__AIM__:
Could you render the lines of the records as a JSON list of strings, one string per line with blank lines omitted, starting at the line containing "the truck door." and running through the final line of the records, both included?

(Raw records)
========================

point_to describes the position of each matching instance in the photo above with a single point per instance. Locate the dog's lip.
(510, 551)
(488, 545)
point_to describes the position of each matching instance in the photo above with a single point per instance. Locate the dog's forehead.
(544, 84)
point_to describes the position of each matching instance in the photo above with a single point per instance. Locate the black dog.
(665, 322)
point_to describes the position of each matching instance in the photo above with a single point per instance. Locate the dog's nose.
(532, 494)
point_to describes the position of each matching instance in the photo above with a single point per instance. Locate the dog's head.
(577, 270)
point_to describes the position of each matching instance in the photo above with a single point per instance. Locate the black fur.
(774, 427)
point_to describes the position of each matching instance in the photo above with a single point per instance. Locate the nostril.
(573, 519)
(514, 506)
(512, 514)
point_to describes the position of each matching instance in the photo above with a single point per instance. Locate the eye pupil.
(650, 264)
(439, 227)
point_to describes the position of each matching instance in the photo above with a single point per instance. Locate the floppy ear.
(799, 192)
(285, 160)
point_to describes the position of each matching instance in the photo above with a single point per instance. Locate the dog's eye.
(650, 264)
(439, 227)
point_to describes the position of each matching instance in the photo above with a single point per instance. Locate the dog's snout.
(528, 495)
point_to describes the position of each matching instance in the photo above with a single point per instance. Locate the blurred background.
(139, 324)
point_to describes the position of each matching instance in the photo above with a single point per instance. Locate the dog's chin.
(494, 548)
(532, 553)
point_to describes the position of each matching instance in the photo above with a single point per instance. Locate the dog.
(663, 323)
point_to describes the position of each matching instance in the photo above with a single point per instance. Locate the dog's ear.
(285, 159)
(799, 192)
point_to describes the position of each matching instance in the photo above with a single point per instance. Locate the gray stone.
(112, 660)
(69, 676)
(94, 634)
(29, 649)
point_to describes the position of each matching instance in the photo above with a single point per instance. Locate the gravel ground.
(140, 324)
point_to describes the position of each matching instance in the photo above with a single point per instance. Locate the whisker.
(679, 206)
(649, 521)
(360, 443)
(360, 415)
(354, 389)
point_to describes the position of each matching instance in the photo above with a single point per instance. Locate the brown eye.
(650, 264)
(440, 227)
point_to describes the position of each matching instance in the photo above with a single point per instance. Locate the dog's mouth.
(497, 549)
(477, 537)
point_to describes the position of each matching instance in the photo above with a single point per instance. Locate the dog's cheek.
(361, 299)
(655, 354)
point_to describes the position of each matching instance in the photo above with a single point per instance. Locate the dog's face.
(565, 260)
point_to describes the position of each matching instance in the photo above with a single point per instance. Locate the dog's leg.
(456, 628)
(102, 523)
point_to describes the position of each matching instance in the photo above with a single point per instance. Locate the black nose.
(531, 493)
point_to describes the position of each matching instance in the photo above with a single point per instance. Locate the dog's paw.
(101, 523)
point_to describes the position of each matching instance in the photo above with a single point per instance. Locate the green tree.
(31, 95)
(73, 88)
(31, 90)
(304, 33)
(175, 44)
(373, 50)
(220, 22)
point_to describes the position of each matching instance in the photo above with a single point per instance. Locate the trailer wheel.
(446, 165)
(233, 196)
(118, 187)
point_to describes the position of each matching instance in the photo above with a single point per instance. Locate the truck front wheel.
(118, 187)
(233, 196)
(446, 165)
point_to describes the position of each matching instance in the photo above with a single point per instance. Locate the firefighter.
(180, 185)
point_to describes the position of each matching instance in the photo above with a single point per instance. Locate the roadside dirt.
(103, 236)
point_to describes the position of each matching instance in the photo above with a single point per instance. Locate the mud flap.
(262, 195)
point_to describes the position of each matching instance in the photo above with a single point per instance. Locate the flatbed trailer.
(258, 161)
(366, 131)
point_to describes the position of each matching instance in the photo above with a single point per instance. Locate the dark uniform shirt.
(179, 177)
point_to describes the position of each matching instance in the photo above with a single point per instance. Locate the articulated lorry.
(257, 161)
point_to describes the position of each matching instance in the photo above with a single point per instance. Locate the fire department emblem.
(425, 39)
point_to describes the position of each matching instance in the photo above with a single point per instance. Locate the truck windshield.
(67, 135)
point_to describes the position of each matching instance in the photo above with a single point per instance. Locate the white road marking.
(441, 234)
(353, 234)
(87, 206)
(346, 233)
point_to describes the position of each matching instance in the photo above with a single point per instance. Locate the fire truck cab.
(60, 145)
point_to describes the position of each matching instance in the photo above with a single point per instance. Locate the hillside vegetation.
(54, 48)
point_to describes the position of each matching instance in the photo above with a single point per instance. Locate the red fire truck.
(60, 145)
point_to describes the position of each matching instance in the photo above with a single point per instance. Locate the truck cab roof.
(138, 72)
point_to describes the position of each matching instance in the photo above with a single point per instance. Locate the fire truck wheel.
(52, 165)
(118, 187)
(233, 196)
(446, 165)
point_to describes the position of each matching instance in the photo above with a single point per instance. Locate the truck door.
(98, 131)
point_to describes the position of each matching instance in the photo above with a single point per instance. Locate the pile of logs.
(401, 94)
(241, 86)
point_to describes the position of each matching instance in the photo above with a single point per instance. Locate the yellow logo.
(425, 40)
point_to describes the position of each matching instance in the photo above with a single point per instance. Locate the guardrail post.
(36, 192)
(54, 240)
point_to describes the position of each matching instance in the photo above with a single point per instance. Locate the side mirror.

========================

__FULL SOLUTION__:
[
  "point_to describes the position of each matching instance in the photo above with a single point per instance. Locate the truck door.",
  "(98, 131)",
  "point_to describes the position of each matching instance in the photo above with a single point per instance. Locate the pile of logs.",
  "(401, 94)",
  "(241, 86)",
  "point_to describes the position of each matching instance in the photo above with a single point per instance. Locate the yellow logo.",
  "(425, 40)",
  "point_to describes the position of each matching instance in the photo above with a single point per instance. Locate the guardrail post.",
  "(36, 192)",
  "(54, 240)",
  "point_to describes the position of each matching instance in the photo above with a single point per instance. Locate the side mirror."
]